» TASK: Swap "lawn" for "turf" in the entries from the line that has "Task: point to each instance of the mowed" through the last line, and give those lines again with nothing else changed.

BEGIN RECORDED DATA

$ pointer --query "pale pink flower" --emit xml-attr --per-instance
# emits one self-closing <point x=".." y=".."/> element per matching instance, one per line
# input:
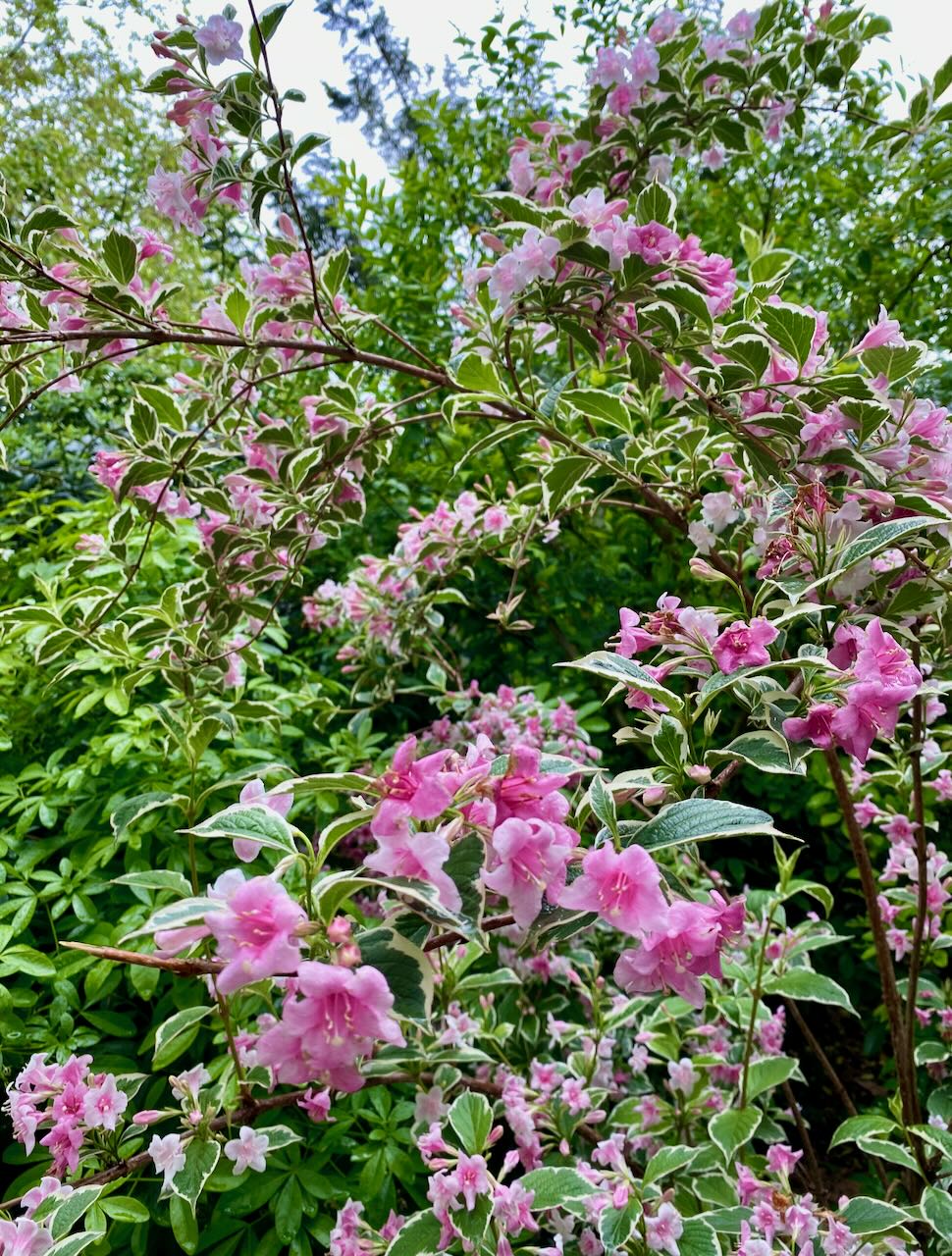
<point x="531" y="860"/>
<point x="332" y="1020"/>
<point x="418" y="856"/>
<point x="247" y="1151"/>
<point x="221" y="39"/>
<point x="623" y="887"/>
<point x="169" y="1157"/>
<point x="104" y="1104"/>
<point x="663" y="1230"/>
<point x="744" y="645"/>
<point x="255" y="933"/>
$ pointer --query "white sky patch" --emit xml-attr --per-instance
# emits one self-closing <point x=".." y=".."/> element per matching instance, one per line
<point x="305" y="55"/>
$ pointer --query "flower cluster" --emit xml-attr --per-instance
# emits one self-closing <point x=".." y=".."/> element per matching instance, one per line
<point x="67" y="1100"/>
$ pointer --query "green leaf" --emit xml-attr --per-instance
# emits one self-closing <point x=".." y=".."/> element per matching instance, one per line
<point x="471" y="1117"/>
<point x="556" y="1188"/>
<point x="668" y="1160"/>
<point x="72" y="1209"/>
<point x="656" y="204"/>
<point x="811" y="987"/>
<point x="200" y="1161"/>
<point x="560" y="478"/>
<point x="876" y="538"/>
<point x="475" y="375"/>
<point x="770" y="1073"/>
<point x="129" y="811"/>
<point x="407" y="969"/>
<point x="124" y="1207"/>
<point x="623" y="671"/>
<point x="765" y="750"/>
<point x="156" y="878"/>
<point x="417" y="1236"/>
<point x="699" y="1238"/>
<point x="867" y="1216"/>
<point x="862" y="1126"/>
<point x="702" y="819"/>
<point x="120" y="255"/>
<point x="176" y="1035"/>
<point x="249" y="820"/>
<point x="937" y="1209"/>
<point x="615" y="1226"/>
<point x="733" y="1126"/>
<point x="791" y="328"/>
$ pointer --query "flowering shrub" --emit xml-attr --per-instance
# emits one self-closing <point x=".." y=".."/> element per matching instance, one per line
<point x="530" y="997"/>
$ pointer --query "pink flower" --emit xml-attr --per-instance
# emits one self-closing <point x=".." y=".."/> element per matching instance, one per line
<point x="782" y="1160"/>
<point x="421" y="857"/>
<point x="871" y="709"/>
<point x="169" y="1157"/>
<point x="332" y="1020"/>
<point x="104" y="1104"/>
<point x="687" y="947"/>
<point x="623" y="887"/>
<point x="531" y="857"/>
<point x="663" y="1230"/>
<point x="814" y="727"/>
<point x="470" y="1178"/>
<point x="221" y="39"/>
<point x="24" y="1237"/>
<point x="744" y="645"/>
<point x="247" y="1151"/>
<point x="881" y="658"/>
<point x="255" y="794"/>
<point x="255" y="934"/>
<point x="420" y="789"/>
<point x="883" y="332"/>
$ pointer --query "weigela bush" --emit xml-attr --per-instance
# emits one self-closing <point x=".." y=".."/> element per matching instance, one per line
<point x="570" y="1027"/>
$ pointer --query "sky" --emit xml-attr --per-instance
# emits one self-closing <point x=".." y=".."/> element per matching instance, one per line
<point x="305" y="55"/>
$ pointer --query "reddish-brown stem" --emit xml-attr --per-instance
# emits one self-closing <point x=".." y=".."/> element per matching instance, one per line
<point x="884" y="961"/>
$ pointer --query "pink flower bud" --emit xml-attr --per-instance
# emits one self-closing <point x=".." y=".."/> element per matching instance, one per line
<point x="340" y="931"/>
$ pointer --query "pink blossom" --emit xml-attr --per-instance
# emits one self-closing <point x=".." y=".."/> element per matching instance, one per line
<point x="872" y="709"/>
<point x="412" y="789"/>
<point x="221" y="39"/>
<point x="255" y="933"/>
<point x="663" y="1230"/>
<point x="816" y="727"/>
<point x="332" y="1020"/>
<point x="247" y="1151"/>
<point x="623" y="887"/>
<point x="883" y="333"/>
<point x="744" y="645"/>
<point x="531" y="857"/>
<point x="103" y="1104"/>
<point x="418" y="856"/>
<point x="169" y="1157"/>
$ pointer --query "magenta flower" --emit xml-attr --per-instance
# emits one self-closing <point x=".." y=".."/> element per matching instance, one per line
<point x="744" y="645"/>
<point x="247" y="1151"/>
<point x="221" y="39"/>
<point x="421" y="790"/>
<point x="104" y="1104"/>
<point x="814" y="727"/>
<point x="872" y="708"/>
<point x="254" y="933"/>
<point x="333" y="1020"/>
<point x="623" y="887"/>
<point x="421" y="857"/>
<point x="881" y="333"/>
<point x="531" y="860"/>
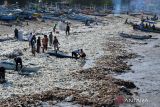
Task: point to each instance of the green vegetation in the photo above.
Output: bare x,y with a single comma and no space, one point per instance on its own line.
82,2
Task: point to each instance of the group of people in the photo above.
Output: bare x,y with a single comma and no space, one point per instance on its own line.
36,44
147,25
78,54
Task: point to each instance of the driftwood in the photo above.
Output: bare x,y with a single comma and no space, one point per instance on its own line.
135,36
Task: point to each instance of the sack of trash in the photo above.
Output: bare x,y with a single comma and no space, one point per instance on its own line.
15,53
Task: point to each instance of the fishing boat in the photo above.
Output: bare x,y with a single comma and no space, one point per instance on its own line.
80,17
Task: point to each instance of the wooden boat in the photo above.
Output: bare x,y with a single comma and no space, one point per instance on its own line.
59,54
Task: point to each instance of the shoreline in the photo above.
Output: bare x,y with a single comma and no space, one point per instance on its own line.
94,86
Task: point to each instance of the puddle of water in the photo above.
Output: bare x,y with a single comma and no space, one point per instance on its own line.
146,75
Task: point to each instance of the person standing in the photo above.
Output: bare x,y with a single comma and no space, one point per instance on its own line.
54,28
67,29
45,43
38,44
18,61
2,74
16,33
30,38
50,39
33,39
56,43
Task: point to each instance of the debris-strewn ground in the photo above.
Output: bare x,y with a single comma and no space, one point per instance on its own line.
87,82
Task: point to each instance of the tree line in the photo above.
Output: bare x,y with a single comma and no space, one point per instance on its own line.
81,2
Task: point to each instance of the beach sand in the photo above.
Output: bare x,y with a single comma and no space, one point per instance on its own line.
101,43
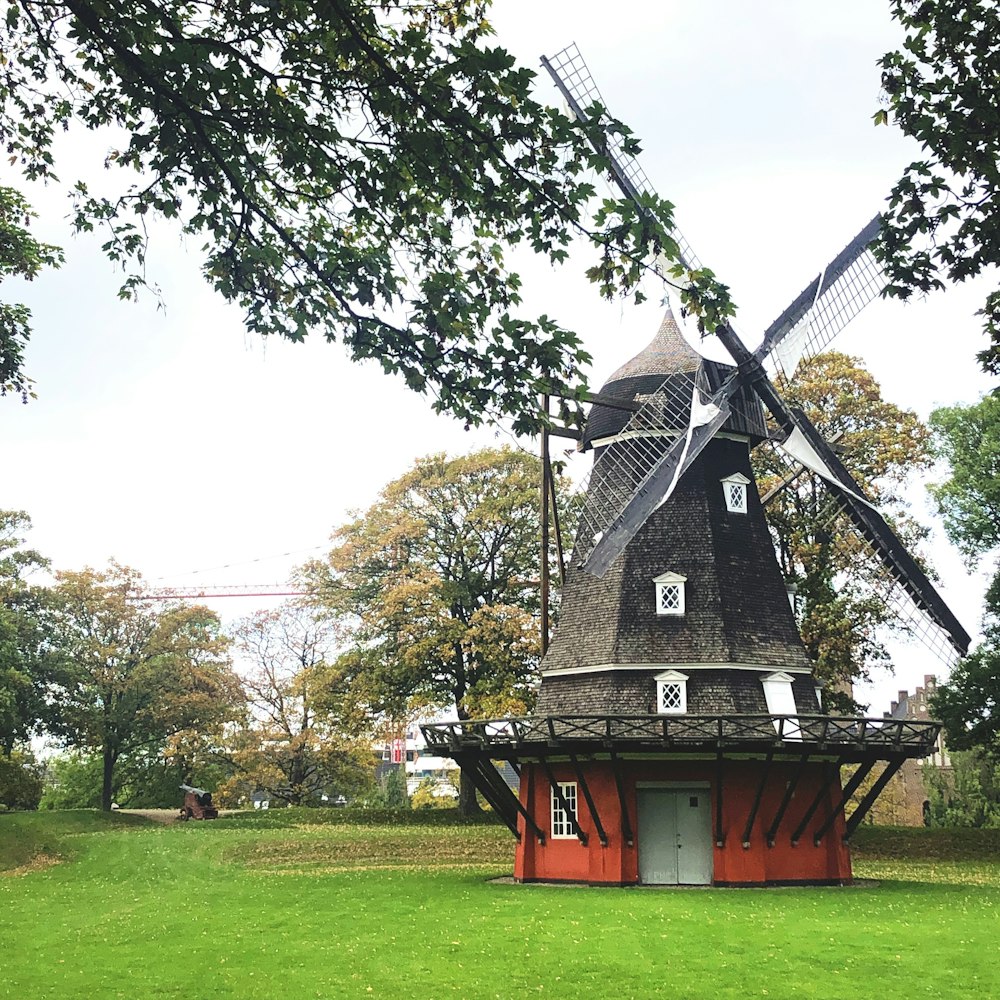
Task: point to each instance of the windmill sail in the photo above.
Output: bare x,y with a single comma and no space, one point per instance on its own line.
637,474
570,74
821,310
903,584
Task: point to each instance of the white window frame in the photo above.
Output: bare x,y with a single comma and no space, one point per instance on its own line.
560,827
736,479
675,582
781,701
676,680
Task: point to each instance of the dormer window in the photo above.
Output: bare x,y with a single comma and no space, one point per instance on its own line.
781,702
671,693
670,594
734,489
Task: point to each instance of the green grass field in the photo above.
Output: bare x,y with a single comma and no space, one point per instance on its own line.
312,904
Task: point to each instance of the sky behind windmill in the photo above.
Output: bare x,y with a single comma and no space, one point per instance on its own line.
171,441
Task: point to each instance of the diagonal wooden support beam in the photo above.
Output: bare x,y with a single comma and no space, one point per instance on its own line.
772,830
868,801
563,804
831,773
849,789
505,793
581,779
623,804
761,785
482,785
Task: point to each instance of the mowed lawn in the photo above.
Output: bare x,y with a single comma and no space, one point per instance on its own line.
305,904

END RECORDED DATA

» CORRECT RESULT:
Task: point to each instance of the mowed turf in the photo above.
Output: bare x,y with a single comma and no space, one point per instance on its own line.
305,904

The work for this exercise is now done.